[Point labeling dataset excerpts]
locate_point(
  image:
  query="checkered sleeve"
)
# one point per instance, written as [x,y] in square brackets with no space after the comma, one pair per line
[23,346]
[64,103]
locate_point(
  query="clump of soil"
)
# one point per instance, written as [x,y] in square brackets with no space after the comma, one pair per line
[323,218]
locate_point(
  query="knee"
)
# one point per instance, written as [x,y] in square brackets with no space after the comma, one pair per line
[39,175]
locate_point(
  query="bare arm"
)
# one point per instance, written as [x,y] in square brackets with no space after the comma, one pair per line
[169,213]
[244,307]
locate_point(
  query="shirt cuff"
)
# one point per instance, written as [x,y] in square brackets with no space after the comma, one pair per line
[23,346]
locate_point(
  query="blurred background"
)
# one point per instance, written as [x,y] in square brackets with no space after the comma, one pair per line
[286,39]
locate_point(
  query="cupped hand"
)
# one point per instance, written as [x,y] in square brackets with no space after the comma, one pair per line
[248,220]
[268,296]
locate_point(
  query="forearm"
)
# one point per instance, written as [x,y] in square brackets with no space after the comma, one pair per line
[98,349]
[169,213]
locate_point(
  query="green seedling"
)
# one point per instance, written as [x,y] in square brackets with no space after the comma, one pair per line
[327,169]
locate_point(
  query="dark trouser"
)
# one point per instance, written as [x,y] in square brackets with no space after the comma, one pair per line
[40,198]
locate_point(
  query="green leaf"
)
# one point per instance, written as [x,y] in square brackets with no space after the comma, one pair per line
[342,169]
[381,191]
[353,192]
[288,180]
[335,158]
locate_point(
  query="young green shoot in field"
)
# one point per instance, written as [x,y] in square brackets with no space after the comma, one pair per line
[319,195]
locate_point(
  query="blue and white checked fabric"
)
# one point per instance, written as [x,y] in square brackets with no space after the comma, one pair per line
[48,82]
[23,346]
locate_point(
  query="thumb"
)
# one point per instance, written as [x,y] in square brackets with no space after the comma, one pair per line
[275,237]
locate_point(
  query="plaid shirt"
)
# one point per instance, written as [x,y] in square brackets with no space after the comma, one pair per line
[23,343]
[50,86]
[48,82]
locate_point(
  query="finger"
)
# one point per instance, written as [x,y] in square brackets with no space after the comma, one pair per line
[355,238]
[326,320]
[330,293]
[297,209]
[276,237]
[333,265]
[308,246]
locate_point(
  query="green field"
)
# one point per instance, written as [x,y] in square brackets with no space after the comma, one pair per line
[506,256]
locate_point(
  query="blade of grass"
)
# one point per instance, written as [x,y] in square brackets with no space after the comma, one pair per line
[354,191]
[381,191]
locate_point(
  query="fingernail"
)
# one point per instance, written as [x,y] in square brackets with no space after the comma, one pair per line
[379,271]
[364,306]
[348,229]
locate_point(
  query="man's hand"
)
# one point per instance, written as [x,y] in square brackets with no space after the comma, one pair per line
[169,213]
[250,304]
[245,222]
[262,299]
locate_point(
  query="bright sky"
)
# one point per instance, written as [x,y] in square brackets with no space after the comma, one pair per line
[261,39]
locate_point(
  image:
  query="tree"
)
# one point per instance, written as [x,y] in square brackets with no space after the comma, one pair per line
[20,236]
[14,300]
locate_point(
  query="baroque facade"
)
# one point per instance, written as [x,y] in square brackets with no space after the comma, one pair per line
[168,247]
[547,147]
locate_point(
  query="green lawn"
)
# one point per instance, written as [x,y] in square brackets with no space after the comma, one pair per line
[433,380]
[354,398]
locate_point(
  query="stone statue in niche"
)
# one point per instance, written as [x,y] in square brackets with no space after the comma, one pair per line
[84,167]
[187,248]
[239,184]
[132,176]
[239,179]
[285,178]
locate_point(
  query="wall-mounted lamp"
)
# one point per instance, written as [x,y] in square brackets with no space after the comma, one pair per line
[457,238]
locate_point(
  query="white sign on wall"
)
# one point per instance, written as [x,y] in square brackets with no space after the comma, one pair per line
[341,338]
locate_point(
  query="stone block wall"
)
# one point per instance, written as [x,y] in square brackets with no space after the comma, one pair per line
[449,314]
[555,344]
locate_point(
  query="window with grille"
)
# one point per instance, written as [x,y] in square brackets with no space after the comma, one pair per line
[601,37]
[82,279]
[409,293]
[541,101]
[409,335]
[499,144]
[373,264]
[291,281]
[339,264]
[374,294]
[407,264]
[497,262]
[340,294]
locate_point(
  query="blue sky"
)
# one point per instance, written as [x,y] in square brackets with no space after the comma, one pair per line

## [SHORT TASK]
Return each line of the records above exactly as it reads.

## [RESULT FOR THIS TASK]
locate_point(
  image:
  query="checkered sleeve"
)
# one point per instance, written as [x,y] in square brackets with no space after the comma, one pair per line
[23,346]
[64,103]
locate_point(
  query="clump of soil"
)
# one point per instance, written as [x,y] in square brackets with no space after the comma, one pair per line
[323,218]
locate_point(
  query="knee"
)
# one point per instance, written as [x,y] in square brackets with no space after the comma, one pair per line
[39,175]
locate_point(
  query="bare arm"
)
# one point per instance, written as [x,y] in square brackets with no space after the comma, one pair per line
[169,213]
[244,307]
locate_point(
  query="shirt cuff"
)
# one point per instance, written as [x,y] in square brackets with no space after the comma, one pair per line
[23,346]
locate_point(
  query="blurred background"
)
# one point per instance, written as [x,y] in square brackets with no space after the comma, one pair per line
[286,39]
locate_point(
  query="cupped hand"
)
# one point per instance, written as [x,y] in square brackets with no space after the comma, one pair per line
[248,220]
[268,296]
locate_point(
  query="forearm"
)
# one point per instance, written as [x,y] in square brackets with no space after the comma, one pair per line
[98,349]
[169,213]
locate_point(
  query="green seedling"
)
# one point per instance, written as [x,y] in square brackets with no space after the comma, one pair per line
[327,169]
locate_point(
  query="dark trouser"
)
# one point per instance, written as [x,y] in square brackets with no space after the comma, one pair per line
[40,198]
locate_point(
  query="green leaf"
)
# one point per instance, written as [x,y] in square brackets with no space after the comma, one pair per line
[342,169]
[381,191]
[353,192]
[288,180]
[335,158]
locate_point(
  query="young green shoot in field"
)
# one point per instance, written as [x,y] in square brackets with no space after the comma, one pair per line
[319,195]
locate_point(
  query="blue and white checked fabric"
)
# one point per instance, written as [x,y] in square brackets with no space after the comma, one pair per line
[48,82]
[23,346]
locate_point(
  query="thumb"
)
# one point per instance, written as [x,y] in square brackets with no space after the comma, one pair per line
[275,237]
locate_point(
  query="plaid shirt"
)
# one point per instance, written as [x,y] in square brackets with no space after the comma, one pair per line
[23,343]
[50,86]
[48,82]
locate_point(
  query="finger"
)
# one point per instance, written as [x,y] in square brackets with no space after the comma, one pair per line
[355,238]
[326,320]
[330,293]
[297,209]
[276,237]
[333,265]
[308,246]
locate_point(
  query="green field"
)
# one point per instance, written as [x,y] in square brackets with no space after the comma, one pair per line
[506,256]
locate_point(
  query="blade of grass"
)
# one point per instance, written as [x,y] in square brackets with no space after the comma, one pair per line
[354,191]
[381,191]
locate_point(
  query="fingernail"
)
# one point per instance, written as [x,y] in square brackets with no space after the comma, one pair per line
[379,271]
[364,306]
[348,229]
locate_point(
  query="man's hand"
)
# one point per instance, written as [x,y] in square brackets with no space after the comma, one pair per line
[169,213]
[250,304]
[245,222]
[262,299]
locate_point(
  query="bright sky"
)
# one point per instance, written as [x,y] in square brackets with no space after the comma, one pair per line
[261,39]
locate_point(
  image:
  query="tree"
)
# one point per instance, written as [x,y] in square brackets with no space after the comma, one pair per line
[20,236]
[14,300]
locate_point(
  query="baroque facade"
)
# one point per instance, written as [x,y] in square brackets with no space after the comma, one pair per line
[168,247]
[547,147]
locate_point(
  query="green lawn"
)
# one point per instance, written as [x,y] in square brackets with no space after the comma, one pair per line
[433,380]
[354,398]
locate_point(
  query="stone statue in niche"
)
# one point per instance, written as [x,y] in square brackets with no space after the comma, one pair per line
[84,167]
[187,248]
[239,184]
[132,176]
[239,179]
[285,178]
locate_point(
  query="wall-mounted lamp"
)
# one point per instance, written as [x,y] in square brackets with no space after the comma, one pair per line
[457,238]
locate_point(
  query="white sign on wall"
)
# one point per instance, written as [x,y] in square brackets with no space after the comma, one pair per line
[341,338]
locate_point(
  query="stone block wall"
)
# one point per instance, written as [x,y] in square brackets with no space after the comma, one pair per line
[449,314]
[555,344]
locate_point(
  query="window with grille"
)
# one point per instance, written as [x,y] in square brackets with no space after the comma, one pair per line
[601,37]
[82,279]
[409,293]
[541,101]
[409,335]
[499,144]
[373,264]
[291,281]
[339,264]
[374,294]
[407,264]
[497,262]
[340,294]
locate_point(
  query="blue sky"
)
# one point per instance, written as [x,y] in square brackets with no space after the comma, one pair per line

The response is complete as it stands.